### [TRY IT]
Return only the lines from the one containing "Can you find the woman's right" to the end of the entries below, exactly as written, both ends included.
========
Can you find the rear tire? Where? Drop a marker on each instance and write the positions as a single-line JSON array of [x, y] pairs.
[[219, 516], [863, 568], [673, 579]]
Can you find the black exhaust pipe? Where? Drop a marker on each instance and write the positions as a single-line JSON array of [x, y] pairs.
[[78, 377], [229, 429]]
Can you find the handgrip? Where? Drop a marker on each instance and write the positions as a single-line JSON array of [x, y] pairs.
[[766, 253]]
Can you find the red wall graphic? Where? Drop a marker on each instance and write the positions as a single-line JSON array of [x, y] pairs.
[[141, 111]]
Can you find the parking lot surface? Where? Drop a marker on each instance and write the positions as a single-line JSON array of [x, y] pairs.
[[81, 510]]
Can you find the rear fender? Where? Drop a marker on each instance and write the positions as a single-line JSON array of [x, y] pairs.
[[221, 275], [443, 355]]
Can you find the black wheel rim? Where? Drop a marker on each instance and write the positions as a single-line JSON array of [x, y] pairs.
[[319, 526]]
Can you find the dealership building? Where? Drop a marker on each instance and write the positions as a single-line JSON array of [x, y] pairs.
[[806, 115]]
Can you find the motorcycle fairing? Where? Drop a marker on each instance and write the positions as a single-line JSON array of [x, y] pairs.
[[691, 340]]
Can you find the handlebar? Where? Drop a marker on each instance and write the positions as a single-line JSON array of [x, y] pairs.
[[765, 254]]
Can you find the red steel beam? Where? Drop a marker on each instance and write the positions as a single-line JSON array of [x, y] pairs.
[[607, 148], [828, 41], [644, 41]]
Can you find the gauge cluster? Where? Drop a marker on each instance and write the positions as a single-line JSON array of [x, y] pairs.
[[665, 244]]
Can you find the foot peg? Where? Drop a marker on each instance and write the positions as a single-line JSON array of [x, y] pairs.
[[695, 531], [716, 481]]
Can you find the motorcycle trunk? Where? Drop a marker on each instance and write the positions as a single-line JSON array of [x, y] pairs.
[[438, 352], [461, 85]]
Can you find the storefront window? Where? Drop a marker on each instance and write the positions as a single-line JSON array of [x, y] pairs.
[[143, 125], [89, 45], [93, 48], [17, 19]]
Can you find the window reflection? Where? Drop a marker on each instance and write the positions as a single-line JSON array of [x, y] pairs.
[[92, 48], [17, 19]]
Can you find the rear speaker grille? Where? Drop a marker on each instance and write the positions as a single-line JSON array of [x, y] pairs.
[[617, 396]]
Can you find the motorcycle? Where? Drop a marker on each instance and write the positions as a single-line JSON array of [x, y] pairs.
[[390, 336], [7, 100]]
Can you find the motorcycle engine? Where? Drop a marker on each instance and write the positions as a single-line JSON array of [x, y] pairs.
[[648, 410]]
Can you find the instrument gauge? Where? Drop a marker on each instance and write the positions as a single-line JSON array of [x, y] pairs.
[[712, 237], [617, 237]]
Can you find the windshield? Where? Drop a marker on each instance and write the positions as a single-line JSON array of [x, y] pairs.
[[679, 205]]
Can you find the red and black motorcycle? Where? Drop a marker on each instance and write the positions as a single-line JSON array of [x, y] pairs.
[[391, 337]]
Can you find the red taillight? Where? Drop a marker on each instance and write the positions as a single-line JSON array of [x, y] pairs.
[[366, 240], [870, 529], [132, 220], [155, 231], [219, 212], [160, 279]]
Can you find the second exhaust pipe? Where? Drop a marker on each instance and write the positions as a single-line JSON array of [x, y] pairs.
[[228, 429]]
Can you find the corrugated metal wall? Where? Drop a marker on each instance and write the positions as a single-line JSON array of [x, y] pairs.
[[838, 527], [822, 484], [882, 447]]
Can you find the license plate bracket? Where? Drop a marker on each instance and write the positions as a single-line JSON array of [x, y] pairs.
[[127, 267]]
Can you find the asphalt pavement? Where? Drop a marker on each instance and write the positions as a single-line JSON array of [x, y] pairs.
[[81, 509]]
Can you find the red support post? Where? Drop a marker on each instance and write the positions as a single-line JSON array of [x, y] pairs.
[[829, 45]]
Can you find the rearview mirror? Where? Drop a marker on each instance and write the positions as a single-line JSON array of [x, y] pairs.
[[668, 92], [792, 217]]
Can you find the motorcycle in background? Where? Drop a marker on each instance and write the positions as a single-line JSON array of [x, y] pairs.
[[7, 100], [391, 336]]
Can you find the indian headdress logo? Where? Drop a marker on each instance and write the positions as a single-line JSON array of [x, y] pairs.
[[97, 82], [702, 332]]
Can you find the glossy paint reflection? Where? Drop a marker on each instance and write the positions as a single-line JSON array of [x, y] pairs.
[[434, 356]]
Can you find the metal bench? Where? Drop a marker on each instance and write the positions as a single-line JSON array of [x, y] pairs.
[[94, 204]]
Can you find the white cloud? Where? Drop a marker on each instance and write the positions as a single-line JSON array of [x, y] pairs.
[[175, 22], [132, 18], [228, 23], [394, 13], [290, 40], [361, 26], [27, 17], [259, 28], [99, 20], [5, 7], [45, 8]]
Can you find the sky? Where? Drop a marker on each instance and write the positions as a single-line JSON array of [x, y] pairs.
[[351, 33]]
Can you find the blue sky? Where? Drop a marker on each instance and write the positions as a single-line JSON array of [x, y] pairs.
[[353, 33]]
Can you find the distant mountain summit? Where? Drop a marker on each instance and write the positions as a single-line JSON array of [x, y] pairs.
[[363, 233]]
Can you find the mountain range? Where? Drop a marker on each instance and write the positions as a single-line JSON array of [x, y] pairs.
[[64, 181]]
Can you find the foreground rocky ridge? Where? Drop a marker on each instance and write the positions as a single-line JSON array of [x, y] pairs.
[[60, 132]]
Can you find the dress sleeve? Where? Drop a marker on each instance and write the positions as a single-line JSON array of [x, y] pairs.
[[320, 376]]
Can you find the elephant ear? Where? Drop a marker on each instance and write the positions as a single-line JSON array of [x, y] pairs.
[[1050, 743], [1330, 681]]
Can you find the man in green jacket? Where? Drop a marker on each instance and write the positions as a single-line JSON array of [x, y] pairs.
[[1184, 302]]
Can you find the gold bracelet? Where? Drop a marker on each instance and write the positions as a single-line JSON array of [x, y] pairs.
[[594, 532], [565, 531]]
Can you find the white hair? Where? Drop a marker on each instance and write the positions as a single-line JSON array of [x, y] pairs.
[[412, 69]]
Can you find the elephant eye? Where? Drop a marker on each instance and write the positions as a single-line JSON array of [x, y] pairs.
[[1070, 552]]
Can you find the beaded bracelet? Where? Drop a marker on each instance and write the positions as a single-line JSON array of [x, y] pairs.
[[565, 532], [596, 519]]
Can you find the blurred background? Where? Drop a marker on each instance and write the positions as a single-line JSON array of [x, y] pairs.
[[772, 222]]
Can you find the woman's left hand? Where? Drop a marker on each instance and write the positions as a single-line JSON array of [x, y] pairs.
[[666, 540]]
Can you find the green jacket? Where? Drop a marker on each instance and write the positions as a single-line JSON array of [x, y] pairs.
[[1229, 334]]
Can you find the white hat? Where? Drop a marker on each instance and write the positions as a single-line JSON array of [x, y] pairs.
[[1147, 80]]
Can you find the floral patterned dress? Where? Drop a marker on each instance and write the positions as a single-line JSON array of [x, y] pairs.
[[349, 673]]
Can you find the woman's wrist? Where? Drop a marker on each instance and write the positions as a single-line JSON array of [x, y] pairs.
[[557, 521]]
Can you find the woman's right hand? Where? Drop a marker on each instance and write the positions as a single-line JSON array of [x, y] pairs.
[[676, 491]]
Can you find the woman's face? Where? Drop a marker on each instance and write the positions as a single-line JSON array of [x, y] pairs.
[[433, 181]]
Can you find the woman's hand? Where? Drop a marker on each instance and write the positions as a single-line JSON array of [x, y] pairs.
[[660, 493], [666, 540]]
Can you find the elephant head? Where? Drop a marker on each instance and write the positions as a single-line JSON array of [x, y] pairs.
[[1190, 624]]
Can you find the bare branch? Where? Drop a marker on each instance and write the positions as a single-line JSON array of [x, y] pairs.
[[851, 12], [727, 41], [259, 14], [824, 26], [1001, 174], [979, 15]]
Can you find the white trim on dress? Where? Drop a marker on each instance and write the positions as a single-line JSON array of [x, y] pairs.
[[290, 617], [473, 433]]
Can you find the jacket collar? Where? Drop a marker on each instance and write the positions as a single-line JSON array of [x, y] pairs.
========
### [RESPONSE BOX]
Can you find the woman's right hand? Where? Drop a marker on each instance and write the positions as a single-line JSON array of [x, y] pairs.
[[676, 491]]
Can you find the woman's face? Where? Drop a marker on each instance and write the positions as a single-line JSON array of [x, y] pairs.
[[433, 181]]
Can you find the woman's hand? Where? Drop a marker on each instance and write the positions as a single-line JSON array of [x, y] pairs.
[[660, 493], [666, 540]]
Can you find the elephant head? Where? Drop a marker on each instance and write the positions as a single-line JSON array of [x, y] pairs.
[[1190, 624]]
Can you find the bare branch? Where? Drop a marker on each instance and write the positions as a single-line JSON array of [x, y] pairs.
[[851, 12], [727, 41], [259, 14], [824, 26], [1001, 174], [979, 15]]
Can you find the white trim on dress? Where? Drop a marker on each instance and write the positions as a single-line JSON array of [x, y] pairs.
[[290, 617], [473, 433]]
Can you find the jacket collar? Where? Drop a marker on each instance and write the positions as a single-line JSON array of [x, y] pairs.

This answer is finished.